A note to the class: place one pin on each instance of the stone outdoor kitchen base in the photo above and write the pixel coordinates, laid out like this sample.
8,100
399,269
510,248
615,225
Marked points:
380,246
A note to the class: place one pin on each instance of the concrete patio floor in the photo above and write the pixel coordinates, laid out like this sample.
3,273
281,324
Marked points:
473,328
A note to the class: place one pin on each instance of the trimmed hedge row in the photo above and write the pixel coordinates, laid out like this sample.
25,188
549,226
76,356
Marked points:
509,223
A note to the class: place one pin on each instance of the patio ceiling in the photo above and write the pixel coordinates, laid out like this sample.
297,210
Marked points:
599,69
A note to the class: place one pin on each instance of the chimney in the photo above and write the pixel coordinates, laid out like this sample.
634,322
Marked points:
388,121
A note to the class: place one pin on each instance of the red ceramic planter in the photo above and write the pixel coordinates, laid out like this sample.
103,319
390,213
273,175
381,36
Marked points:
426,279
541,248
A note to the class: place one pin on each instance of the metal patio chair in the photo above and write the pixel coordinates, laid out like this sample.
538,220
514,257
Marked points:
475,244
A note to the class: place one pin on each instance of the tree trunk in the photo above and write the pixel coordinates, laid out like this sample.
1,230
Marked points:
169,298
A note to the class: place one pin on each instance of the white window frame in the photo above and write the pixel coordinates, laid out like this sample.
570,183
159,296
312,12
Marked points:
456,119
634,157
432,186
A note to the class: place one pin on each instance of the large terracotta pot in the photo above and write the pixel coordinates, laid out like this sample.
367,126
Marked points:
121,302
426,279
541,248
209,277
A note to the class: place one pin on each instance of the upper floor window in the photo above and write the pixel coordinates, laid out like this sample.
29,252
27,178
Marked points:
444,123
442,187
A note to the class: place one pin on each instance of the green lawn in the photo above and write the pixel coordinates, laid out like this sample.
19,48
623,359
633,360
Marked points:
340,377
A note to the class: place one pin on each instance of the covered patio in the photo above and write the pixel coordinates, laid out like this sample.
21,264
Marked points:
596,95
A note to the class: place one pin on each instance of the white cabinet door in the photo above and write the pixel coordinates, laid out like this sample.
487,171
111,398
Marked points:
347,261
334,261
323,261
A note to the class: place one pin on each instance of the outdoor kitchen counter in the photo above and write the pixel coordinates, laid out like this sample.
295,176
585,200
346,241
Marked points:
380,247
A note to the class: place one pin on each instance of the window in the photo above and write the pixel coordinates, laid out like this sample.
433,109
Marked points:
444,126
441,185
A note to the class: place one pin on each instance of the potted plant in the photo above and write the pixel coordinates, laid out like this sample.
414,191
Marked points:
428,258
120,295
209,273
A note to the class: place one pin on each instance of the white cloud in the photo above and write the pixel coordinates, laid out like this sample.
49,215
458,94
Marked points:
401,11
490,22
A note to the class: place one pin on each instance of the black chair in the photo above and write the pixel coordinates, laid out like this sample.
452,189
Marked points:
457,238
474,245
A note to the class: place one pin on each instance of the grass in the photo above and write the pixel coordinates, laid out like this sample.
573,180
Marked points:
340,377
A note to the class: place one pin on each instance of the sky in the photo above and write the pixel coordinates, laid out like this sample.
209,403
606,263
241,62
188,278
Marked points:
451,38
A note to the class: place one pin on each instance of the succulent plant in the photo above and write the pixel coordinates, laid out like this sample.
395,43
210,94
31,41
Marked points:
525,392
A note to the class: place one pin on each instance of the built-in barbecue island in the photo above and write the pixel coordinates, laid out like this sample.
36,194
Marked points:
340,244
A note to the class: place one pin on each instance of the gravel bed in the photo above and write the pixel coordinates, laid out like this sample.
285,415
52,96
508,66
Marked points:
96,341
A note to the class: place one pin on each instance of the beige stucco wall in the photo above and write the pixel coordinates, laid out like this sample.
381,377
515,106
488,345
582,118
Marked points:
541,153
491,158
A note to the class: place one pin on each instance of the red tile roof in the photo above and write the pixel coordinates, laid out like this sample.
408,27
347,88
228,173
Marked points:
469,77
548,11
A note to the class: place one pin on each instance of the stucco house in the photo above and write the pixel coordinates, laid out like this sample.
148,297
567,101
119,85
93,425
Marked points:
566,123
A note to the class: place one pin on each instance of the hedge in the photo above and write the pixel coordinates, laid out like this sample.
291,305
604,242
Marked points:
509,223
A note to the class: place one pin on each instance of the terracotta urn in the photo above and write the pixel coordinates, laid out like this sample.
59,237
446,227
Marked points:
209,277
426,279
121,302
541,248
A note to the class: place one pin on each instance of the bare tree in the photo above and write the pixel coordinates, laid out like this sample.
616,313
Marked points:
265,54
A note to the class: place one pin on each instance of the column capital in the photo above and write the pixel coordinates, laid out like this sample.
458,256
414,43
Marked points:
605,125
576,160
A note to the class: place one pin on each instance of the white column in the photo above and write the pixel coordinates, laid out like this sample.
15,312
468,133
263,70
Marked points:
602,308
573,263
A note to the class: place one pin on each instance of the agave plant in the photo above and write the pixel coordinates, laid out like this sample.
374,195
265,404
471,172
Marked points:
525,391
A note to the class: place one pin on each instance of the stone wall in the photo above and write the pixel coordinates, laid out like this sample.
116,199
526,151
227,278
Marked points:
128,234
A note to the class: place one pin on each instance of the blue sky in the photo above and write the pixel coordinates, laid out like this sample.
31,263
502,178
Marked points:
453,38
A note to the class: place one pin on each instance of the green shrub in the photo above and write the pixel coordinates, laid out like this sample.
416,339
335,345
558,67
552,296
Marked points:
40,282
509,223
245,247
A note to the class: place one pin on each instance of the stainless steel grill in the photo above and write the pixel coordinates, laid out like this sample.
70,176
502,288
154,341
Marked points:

+++

Directions for this task: Count every line in the data where the string "column" occurs. Give nothing except the number.

Answer section: 2